* start EXTRACT *

Carolina First Corporation believes that this legislation may result in
increased takeover activity of South Carolina financial institutions by out-of-
state financial institutions. However, Carolina First Corporation does not
presently anticipate that such legislation will have a material impact on its
operations or future plans. 



CHANGE IN BANK CONTROL 


    The BHCA and the Change in Bank Control Act, together with regulations
promulgated by the Federal Reserve, require that, depending on the particular
circumstances, either Federal Reserve approval must be obtained or notice must
be furnished to the Federal Reserve and not disapproved prior to any person or
company acquiring control of a bank holding company, such as Carolina First
Corporation, subject to certain exemptions for certain transactions.  Control is
conclusively presumed to exist if an individual or company acquires 25% or more
of any class of voting securities of the bank holding company.  Control is
rebuttably presumed to exist if a person acquires 10% or more but less than 25%
of any class of voting securities and either the company has registered
securities under Section 12 of the Exchange Act (which Carolina First
Corporation has done with respect to the Common Stock) or no other person will
own a greater percentage of that class of voting securities immediately after
the transaction.  The regulations provide a procedure for challenge of the
rebuttable control presumption. 


    Approval of Senior Officers.  Banks and their holding companies which have
undergone a change in control within the past two years or which have been
deemed by their primary federal bank regulator to be troubled institutions must
give their primary federal bank regulator or the Federal Reserve, respectively,
30 days prior notice of the appointment of any senior executive officer or
director.  Within the 30 day period, their primary federal bank regulator or the
Federal Reserve, as the case may be, may approve or disapprove any such
appointment.  Neither Carolina First Corporation nor Carolina First Bank
currently meet the criteria which trigger this additional approval.

* end EXTRACT *
* start EXTRACTED INFORMATION *

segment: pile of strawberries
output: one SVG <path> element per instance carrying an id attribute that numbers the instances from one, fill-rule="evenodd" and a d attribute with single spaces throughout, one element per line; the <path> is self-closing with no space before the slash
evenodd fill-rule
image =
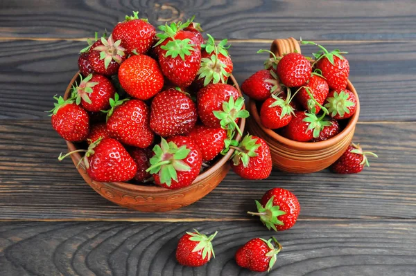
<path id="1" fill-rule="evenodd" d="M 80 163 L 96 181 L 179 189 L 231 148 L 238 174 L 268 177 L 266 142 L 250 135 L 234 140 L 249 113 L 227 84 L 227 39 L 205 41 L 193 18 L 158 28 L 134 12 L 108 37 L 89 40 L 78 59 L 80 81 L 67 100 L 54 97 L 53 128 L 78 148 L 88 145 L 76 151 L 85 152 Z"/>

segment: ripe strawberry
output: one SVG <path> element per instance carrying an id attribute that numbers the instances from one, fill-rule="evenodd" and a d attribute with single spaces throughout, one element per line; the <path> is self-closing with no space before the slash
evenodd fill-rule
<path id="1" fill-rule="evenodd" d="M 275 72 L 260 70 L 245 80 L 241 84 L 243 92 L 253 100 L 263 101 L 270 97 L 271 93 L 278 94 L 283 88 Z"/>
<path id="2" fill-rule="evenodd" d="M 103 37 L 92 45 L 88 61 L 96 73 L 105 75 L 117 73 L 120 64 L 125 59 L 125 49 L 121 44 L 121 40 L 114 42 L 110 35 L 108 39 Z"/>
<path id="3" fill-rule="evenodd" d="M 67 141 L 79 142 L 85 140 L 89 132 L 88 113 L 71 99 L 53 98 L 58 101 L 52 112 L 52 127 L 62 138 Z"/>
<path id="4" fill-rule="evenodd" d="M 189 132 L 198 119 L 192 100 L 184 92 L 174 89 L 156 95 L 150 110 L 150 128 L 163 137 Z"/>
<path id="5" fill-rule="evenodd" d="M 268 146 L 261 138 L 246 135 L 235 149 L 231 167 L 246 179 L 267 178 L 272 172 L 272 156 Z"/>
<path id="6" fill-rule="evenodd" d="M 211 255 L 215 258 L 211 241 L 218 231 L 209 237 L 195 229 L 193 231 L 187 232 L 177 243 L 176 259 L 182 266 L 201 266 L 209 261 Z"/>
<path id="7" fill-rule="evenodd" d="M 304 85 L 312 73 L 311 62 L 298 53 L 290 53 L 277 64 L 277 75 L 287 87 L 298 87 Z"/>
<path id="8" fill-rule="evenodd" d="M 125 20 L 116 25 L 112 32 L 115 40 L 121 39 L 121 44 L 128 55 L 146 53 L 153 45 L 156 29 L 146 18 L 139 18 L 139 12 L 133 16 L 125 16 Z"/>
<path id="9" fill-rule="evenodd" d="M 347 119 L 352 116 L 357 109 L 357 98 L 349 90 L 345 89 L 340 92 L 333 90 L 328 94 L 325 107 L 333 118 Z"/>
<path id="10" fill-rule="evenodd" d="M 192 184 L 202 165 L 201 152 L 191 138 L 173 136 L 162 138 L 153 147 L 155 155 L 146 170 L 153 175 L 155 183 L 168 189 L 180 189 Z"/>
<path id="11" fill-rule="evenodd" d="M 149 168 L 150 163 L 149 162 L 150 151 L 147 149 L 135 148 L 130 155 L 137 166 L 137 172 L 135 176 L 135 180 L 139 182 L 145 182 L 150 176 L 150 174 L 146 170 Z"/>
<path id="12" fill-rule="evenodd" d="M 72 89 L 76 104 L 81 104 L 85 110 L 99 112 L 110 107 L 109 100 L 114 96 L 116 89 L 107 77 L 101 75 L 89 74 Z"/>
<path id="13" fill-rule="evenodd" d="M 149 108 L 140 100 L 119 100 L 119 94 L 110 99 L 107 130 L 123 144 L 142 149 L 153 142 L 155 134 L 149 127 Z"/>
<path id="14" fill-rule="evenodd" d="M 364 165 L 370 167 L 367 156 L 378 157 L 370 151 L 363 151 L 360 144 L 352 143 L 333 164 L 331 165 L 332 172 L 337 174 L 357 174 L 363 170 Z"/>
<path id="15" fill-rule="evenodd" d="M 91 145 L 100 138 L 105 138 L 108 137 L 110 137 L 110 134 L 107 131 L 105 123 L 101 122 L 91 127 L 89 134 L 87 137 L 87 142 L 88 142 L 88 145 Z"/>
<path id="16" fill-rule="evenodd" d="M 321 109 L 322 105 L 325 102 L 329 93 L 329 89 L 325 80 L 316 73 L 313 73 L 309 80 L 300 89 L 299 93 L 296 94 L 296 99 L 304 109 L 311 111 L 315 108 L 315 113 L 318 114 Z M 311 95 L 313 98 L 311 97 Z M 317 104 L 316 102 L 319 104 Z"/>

* end EXTRACTED INFORMATION *

#### TO-DO LIST
**A)** Write out the passage of the Carolina First excerpt starting at "Carolina First Corporation believes" and ending at "or future plans.".
**B)** Summarize the Carolina First excerpt in two sentences.
**C)** According to the Carolina First excerpt, what share of a class of voting securities makes control conclusively presumed?

#### OUTPUTS IN ORDER
**A)**
Carolina First Corporation believes that this legislation may result in
increased takeover activity of South Carolina financial institutions by out-of-
state financial institutions. However, Carolina First Corporation does not
presently anticipate that such legislation will have a material impact on its
operations or future plans.

**B)** Federal law and Federal Reserve regulations require approval or unopposed notice before anyone acquires control of a bank holding company like Carolina First Corporation, with control conclusively presumed at 25% of a class of voting securities and rebuttably presumed at 10% under certain conditions. Banks and holding companies that recently changed control or are deemed troubled must give 30 days' notice of new senior officers or directors, but neither Carolina First Corporation nor Carolina First Bank currently meets those criteria.

**C)** 25% or more of any class of voting securities of the bank holding company.